About this task. The records appear below. Report how many of their lines contain the word "chair", giving the number alone.

Dataset entries.
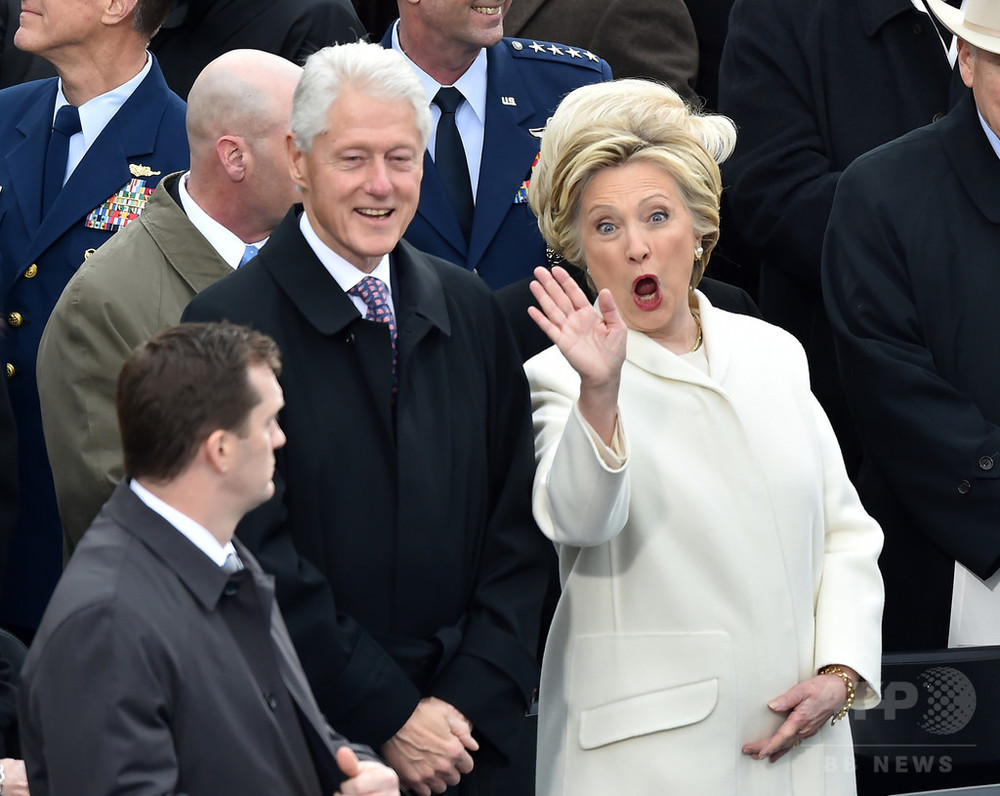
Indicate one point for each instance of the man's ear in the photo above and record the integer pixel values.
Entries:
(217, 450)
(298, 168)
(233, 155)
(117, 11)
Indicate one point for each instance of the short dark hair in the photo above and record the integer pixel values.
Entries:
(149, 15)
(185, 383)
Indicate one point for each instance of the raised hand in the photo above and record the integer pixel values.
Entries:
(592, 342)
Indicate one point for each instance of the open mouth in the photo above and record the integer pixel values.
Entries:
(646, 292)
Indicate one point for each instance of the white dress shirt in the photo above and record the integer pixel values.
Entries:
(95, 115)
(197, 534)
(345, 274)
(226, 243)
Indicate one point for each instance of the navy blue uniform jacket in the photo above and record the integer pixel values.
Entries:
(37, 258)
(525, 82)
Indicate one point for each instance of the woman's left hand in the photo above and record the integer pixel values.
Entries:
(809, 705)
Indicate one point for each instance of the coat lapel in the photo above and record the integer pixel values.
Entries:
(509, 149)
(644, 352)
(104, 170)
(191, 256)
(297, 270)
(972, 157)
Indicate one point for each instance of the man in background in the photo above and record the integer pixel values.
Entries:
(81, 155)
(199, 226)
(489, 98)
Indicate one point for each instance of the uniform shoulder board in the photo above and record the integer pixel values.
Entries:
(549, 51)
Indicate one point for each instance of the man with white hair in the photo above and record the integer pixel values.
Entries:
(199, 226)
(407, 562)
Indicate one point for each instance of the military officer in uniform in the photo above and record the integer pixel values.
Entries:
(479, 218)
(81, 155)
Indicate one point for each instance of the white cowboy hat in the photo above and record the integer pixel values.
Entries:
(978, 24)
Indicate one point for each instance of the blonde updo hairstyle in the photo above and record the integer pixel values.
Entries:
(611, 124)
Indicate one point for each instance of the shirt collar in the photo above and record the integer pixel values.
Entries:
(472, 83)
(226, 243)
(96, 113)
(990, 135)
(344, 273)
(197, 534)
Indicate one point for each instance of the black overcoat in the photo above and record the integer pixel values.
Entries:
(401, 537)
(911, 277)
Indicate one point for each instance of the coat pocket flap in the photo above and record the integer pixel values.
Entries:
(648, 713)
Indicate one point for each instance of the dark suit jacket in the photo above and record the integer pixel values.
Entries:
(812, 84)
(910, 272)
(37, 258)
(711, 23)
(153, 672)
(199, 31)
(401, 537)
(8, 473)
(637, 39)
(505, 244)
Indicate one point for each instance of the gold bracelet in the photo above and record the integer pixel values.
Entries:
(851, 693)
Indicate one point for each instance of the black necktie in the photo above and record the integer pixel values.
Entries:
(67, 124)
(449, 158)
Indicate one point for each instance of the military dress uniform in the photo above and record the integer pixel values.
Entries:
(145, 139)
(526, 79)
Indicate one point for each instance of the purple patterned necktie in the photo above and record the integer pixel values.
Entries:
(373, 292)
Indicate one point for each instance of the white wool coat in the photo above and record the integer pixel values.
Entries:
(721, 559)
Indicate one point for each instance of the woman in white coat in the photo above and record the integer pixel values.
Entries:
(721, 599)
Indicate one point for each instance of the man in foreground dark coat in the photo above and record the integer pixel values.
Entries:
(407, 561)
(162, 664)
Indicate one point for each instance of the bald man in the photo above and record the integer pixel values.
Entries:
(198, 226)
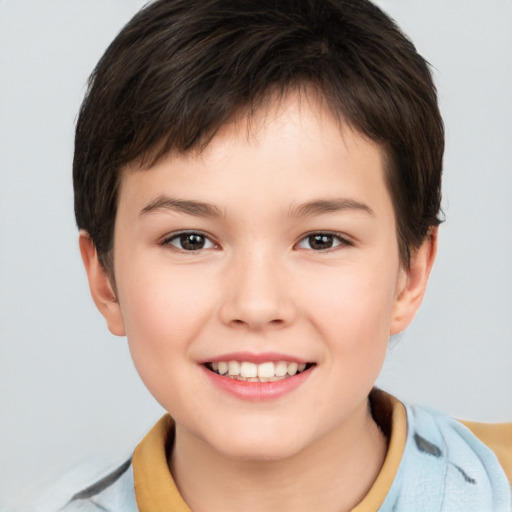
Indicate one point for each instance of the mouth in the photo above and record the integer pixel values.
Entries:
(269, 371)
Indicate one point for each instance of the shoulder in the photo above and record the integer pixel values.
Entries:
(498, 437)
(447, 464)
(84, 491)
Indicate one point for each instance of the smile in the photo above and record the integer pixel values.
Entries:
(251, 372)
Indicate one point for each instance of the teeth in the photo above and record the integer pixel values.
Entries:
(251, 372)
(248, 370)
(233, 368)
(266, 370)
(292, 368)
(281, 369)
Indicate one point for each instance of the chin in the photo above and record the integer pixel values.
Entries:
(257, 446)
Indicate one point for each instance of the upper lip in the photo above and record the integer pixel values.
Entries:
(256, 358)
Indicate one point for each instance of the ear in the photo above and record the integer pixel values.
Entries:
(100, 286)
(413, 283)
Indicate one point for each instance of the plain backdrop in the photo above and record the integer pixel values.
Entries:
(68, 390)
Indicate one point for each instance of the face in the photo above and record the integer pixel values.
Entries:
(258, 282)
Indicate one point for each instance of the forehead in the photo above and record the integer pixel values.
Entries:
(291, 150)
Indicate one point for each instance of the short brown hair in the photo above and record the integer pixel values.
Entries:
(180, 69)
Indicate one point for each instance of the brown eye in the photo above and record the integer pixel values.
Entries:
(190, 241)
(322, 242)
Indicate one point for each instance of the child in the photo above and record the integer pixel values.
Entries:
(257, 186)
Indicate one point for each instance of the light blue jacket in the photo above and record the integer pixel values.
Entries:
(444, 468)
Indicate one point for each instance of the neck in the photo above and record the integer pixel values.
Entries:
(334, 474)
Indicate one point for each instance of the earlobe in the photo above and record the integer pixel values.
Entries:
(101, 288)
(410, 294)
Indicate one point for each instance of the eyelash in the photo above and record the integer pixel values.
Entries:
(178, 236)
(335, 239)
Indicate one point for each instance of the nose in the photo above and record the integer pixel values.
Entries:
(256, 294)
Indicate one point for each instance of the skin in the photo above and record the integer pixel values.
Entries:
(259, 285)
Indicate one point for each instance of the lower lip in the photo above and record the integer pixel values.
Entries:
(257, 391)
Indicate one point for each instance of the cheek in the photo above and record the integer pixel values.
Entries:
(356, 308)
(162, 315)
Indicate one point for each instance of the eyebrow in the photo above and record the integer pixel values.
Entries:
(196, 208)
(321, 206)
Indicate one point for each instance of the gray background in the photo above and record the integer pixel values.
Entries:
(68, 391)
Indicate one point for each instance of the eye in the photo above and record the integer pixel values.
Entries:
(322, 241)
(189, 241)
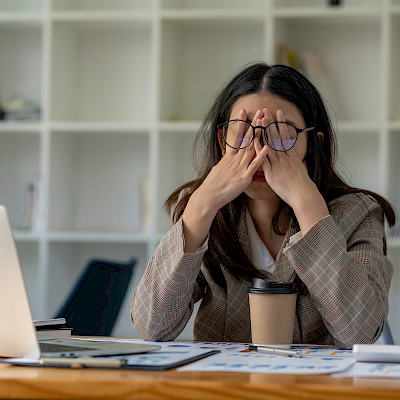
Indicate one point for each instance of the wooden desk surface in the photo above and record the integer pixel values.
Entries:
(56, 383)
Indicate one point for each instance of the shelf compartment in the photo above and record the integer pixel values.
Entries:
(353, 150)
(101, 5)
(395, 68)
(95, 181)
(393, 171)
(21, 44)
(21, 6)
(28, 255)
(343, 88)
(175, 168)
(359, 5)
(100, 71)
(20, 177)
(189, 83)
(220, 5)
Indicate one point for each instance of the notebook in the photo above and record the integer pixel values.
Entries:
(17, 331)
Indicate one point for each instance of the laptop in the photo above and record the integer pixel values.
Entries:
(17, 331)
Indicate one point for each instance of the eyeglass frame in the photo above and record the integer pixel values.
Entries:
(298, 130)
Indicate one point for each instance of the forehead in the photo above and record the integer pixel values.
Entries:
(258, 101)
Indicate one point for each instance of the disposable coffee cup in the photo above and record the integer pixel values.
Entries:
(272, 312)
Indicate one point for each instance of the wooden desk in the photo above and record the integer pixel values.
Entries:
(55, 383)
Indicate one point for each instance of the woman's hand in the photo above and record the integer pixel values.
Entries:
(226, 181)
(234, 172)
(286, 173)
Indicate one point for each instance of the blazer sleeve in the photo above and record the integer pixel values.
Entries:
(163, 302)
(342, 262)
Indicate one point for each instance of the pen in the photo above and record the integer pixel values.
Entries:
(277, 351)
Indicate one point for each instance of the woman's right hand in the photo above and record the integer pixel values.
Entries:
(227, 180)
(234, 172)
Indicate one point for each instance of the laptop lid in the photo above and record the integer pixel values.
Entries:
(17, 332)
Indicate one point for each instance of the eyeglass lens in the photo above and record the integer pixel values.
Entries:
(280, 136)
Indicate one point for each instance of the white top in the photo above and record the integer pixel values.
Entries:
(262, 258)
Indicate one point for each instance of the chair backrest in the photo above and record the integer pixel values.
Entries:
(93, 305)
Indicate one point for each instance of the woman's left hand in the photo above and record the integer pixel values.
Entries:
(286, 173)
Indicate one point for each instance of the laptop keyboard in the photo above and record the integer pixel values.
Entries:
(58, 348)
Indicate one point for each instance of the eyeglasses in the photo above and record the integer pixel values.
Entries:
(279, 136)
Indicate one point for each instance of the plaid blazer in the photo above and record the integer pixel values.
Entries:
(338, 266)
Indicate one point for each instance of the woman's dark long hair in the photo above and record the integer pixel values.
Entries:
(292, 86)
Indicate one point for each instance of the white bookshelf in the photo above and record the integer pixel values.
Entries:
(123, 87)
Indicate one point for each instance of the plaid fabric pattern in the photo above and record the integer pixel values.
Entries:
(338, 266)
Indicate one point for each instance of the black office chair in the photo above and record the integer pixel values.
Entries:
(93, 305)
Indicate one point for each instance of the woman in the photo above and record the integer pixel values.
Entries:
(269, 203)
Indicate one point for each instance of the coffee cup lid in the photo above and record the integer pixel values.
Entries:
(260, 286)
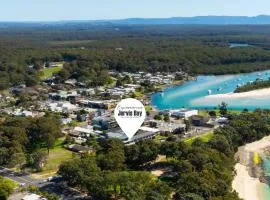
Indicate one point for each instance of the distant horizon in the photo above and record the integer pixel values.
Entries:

Answer for the task. 2